DO THIS: Please return, unchanged, the stretch of the dowry text that starts with the words "Most women, being" and ends after the words "and sometimes burnt.".

She is thus not only a means for securing the progeny, but is also used as a means for securing the economic betterment for the middle class family and now also among the poorer classes. Arranged marriage has become a caste-based commercial transaction. The caste and economic status of the prospective groom and bride form the basis for this contract. The increasing economic instability, crises and disparities in the country are hitting everybody very hard and are at the root of the problem of ever escalating dowry demands. In a consumerist society, as inflation and economic inequality increase, ‘dowry’ is allowed to become an easy and inexhaustible source of bettering one’s economic position, of opening that nursing home, or of acquiring material goods (a TV set, a car, a refrigerator, a mobile), all of which form so much a part of the highest aspirations and desires of all sections of society now. Within this entire circuit it is the daughter-in-law who is the scapegoat.
The woman is prepared right from the beginning for her future role as submissive wife and daughter-in-law. Her entire personality is moulded and distorted in the direction of producing a tailor-made commodity for the consumption of her future husband. The physical and other attributes valued and deliberately cultivated in a woman are very much evident from marriage ads in leading newspaper dailies. It is required of her that she be fair complexioned, slim, of a higher caste, convent educated, from a respectable family whose parents can afford a ‘decent’ marriage meaning a big dowry and an extravagant reception for the ‘barat.’ Feudal values and bourgeois money conceptions reinforce each other totally in the case of the Indian middle class family today.
Contradictions are created in the middle class family due to the precariousness of the Indian economy under conditions of globalisation and liberalisation. The normal, especially lower middle class family, desiring to maintain and improve its ‘standard of living’ is forced to send the women out of the house for work. However her education and work outside the home and with that her resultant economic independence has not really led to a betterment of her position, because traditional feudal values are still used to enslave her. She also often internalises and becomes the slave of bourgeois commodity values. Now she undergoes double exploitation—at her workplace as a woman, and also at home, because she is still expected to fulfil to perfection traditional role expectations of the dutiful housewife, mother and daughter-in-law. Very often her pay is appropriated by her husband or in-laws. However the nascent sense of independence, dignity and individuality, which have developed due to her leaving the home for an education and work, come into sharp contradiction with these traditional demands on her. There is a refusal to submit silently to the torment at home. What results is a tremendous increase in ‘domestic discord.’ The tensions between husband and wife, parents-in-law and daughter-in-law generally centre on financial aspects, generational and personality based conflicts.
Most women, being generally young when they get married, and being brought up the way they have been, are unable to really grasp the contradictions they are faced with in a rational manner. Many fatally internalise and submit to the expectations made on them. Others submit outwardly, but revolt inwardly and are totally frustrated and dissatisfied. Many despair so totally of any escape from their situation that they take their own lives. A few refuse to be cowed down and assert themselves, don’t show their husbands and in-laws the respect due to them, refuse to accept their authority in toto, and they are the ones who are most severely harassed, attacked, beaten and sometimes burnt.

DATASET CONTENT:
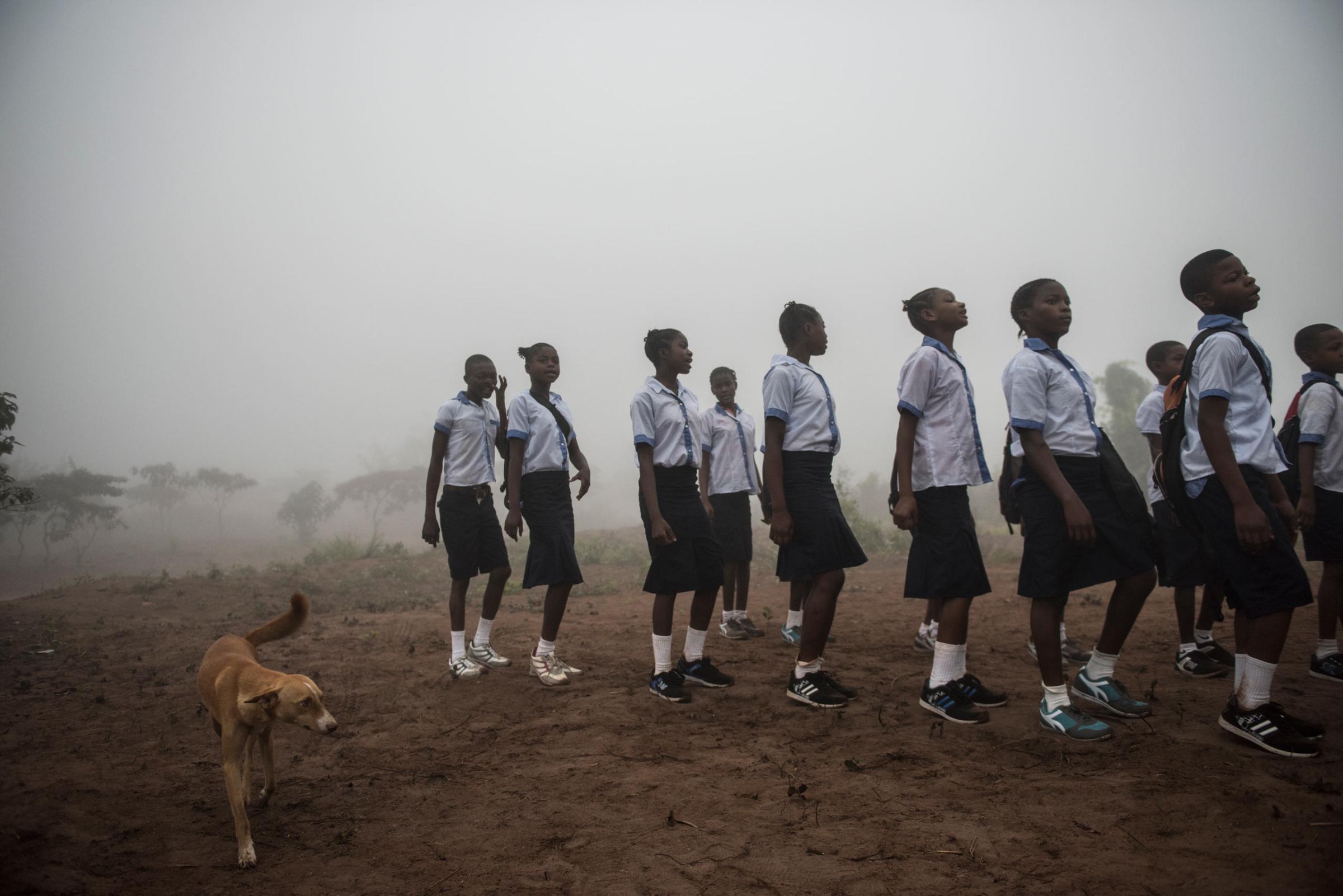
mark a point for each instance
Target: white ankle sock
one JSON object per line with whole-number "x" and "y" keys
{"x": 1102, "y": 666}
{"x": 948, "y": 663}
{"x": 693, "y": 644}
{"x": 1256, "y": 683}
{"x": 661, "y": 654}
{"x": 1056, "y": 695}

SOLUTION BELOW:
Most women, being generally young when they get married, and being brought up the way they have been, are unable to really grasp the contradictions they are faced with in a rational manner. Many fatally internalise and submit to the expectations made on them. Others submit outwardly, but revolt inwardly and are totally frustrated and dissatisfied. Many despair so totally of any escape from their situation that they take their own lives. A few refuse to be cowed down and assert themselves, don’t show their husbands and in-laws the respect due to them, refuse to accept their authority in toto, and they are the ones who are most severely harassed, attacked, beaten and sometimes burnt.